THE RECORDS:
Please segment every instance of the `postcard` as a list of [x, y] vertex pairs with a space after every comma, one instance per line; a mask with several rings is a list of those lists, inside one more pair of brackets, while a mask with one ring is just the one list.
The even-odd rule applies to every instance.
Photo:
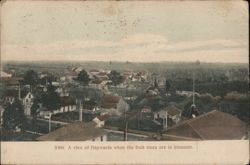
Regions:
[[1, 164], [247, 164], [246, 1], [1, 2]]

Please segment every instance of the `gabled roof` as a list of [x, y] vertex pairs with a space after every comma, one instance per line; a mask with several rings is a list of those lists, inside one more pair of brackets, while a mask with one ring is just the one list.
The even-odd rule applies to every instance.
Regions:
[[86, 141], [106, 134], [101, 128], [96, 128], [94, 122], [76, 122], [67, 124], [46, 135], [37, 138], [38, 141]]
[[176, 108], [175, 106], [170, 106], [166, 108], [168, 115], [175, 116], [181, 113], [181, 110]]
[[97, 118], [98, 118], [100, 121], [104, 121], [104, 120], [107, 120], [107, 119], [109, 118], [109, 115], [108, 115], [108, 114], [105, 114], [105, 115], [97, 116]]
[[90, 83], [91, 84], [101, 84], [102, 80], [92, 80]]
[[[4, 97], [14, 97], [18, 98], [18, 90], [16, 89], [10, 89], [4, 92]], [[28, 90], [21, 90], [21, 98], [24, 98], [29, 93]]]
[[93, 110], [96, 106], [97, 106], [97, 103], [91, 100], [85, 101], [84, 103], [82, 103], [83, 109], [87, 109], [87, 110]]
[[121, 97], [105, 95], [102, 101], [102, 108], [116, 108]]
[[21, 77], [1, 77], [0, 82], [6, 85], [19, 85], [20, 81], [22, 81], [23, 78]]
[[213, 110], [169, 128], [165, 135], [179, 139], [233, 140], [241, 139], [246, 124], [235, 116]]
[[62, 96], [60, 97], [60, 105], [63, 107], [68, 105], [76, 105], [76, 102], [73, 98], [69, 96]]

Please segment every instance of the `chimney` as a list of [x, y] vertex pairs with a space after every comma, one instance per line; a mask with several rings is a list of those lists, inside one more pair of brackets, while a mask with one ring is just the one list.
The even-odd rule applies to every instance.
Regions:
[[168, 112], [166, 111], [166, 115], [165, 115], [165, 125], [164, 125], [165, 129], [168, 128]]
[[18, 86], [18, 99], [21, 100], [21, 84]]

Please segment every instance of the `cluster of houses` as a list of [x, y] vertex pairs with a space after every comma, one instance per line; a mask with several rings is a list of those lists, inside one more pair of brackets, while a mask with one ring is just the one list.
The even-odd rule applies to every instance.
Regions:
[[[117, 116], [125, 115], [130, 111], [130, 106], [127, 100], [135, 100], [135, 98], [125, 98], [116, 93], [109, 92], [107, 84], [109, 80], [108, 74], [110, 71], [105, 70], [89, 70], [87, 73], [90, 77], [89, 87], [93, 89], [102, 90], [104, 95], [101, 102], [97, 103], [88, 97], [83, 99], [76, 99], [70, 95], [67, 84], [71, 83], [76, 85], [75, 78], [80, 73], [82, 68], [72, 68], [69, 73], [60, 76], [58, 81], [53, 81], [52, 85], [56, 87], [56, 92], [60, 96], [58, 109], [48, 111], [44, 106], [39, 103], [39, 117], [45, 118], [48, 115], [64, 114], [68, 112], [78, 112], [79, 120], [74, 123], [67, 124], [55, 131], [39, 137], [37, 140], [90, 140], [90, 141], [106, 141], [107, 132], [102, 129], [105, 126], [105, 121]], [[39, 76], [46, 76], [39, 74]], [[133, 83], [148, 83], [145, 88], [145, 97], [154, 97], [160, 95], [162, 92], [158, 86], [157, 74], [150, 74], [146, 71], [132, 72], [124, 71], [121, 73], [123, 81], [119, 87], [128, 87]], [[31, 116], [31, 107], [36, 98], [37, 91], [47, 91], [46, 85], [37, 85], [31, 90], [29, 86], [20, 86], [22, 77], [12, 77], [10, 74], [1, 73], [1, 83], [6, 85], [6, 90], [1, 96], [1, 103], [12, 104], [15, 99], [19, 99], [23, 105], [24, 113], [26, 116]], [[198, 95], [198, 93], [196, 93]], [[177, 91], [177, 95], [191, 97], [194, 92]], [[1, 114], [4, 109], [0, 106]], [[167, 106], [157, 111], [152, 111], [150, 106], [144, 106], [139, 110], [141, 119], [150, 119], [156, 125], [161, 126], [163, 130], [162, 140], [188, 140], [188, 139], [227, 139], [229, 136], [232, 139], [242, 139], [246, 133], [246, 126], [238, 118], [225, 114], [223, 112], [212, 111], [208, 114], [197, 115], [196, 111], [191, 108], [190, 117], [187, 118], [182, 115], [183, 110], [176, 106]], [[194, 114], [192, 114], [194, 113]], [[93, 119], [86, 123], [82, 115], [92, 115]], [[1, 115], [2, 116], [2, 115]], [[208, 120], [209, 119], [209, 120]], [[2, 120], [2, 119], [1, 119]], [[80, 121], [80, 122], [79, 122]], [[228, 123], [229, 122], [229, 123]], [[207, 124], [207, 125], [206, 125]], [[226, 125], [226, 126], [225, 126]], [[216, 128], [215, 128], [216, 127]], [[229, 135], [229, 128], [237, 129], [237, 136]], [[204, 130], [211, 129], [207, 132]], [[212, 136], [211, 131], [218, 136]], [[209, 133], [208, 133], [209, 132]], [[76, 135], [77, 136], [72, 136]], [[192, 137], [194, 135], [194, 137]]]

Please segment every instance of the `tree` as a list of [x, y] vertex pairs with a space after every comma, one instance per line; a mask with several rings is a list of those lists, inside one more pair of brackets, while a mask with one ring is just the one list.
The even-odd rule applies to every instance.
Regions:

WRITTEN INSTRUCTION:
Write out every one of the records above word for word, leaving out the pictures.

RESPONSE TO THE EXERCISE:
Please segment every instance of the `postcard` as a list of [x, y] vertex pairs with a space after every comma, one instance per line; a mask with several rings is a list of those lists, inside one more pair of brackets, while a mask with one ring is just the one list.
The even-odd rule applies to every instance.
Photo:
Regions:
[[1, 164], [247, 164], [246, 1], [1, 2]]

Please segment every instance of the `gabled roof` as a list of [x, y] vertex pairs with a space after every comma, one instance per line; a mask with several rings is a list of those lists, inside one more pair of brackets, while a mask with one ring is just the one list.
The even-odd rule applies to every instance.
Regions:
[[86, 141], [106, 134], [101, 128], [96, 128], [94, 122], [76, 122], [67, 124], [46, 135], [37, 138], [38, 141]]
[[176, 108], [175, 106], [170, 106], [166, 108], [168, 115], [175, 116], [181, 113], [181, 110]]
[[97, 118], [98, 118], [100, 121], [104, 121], [104, 120], [107, 120], [107, 119], [109, 118], [109, 115], [108, 115], [108, 114], [105, 114], [105, 115], [97, 116]]
[[90, 83], [91, 84], [101, 84], [102, 80], [92, 80]]
[[[4, 97], [14, 97], [18, 98], [18, 90], [16, 89], [10, 89], [4, 92]], [[28, 90], [21, 90], [21, 98], [24, 98], [29, 93]]]
[[93, 110], [96, 106], [97, 106], [97, 103], [91, 100], [85, 101], [84, 103], [82, 103], [83, 109], [87, 109], [87, 110]]
[[121, 97], [105, 95], [102, 101], [102, 108], [116, 108]]
[[21, 77], [1, 77], [0, 82], [6, 85], [19, 85], [20, 81], [22, 81], [23, 78]]
[[213, 110], [169, 128], [165, 135], [179, 139], [233, 140], [241, 139], [246, 124], [235, 116]]
[[62, 96], [60, 97], [60, 105], [63, 107], [68, 105], [76, 105], [76, 102], [73, 98], [69, 96]]

Please segment every instance of the `chimney` as a list of [x, y] vertex pairs with a space after every comma, one instance per line; a mask with several rings is a list of those lists, inside one more pair of brackets, while a mask with one ring is just the one list.
The even-odd rule applies to every instance.
Regions:
[[168, 112], [166, 111], [166, 115], [165, 115], [165, 125], [164, 125], [165, 129], [168, 128]]
[[18, 86], [18, 99], [21, 100], [21, 84]]

Please segment every instance of the `cluster of houses` as a list of [x, y] vertex pairs with a space after every comma, one instance per line; a mask with several rings is a list of those lists, inside one more pair of brackets, while a mask with one ring is just the one list.
The even-odd rule applies to every instance.
Regions:
[[[117, 116], [125, 115], [130, 111], [130, 106], [127, 100], [135, 100], [135, 98], [125, 98], [116, 93], [109, 92], [107, 84], [109, 80], [108, 74], [110, 71], [105, 70], [89, 70], [87, 73], [90, 77], [89, 87], [93, 89], [102, 90], [104, 95], [101, 102], [97, 103], [88, 97], [83, 99], [76, 99], [70, 95], [67, 84], [71, 83], [76, 85], [75, 78], [80, 73], [82, 68], [72, 68], [69, 73], [60, 76], [58, 81], [53, 81], [52, 85], [56, 87], [56, 92], [60, 96], [58, 109], [48, 111], [44, 106], [39, 103], [39, 117], [45, 118], [48, 115], [64, 114], [68, 112], [78, 112], [79, 120], [74, 123], [67, 124], [55, 131], [39, 137], [37, 140], [90, 140], [90, 141], [106, 141], [107, 132], [102, 129], [105, 126], [105, 121]], [[39, 76], [46, 76], [39, 74]], [[133, 83], [148, 83], [145, 88], [145, 97], [154, 97], [160, 95], [162, 92], [158, 86], [157, 74], [150, 74], [146, 71], [132, 72], [124, 71], [121, 73], [123, 81], [119, 87], [128, 87]], [[31, 116], [31, 107], [36, 98], [37, 91], [47, 91], [46, 85], [37, 85], [31, 90], [29, 86], [20, 86], [22, 77], [12, 77], [10, 74], [1, 73], [1, 83], [6, 85], [6, 90], [1, 96], [1, 103], [12, 104], [15, 99], [19, 99], [23, 105], [24, 113], [26, 116]], [[198, 95], [198, 93], [196, 93]], [[177, 91], [177, 95], [191, 97], [194, 92]], [[1, 114], [4, 109], [0, 106]], [[167, 106], [157, 111], [152, 111], [150, 106], [144, 106], [139, 110], [141, 119], [150, 119], [156, 125], [161, 126], [163, 130], [162, 140], [188, 140], [188, 139], [227, 139], [229, 136], [232, 139], [242, 139], [246, 133], [246, 126], [238, 118], [225, 114], [223, 112], [212, 111], [208, 114], [197, 115], [196, 111], [191, 108], [190, 117], [187, 118], [182, 115], [183, 110], [176, 106]], [[194, 114], [192, 114], [194, 113]], [[93, 119], [86, 123], [82, 115], [92, 115]], [[1, 115], [2, 116], [2, 115]], [[208, 120], [209, 119], [209, 120]], [[2, 120], [2, 119], [1, 119]], [[80, 121], [80, 122], [79, 122]], [[228, 123], [229, 122], [229, 123]], [[207, 124], [207, 125], [206, 125]], [[226, 125], [226, 126], [225, 126]], [[216, 128], [215, 128], [216, 127]], [[229, 135], [229, 128], [237, 129], [237, 136]], [[204, 130], [211, 129], [207, 132]], [[212, 136], [211, 131], [218, 136]], [[209, 133], [208, 133], [209, 132]], [[76, 135], [77, 136], [72, 136]], [[192, 137], [194, 135], [194, 137]]]

Please segment every instance of the `tree` as a list of [x, y] vertex pairs with a space after every comma, one instance per line; a mask with several rings is a list of those lists, inside one more pair of brackets, while a mask with one ring is just the one list.
The even-odd rule applies to every instance.
Regions:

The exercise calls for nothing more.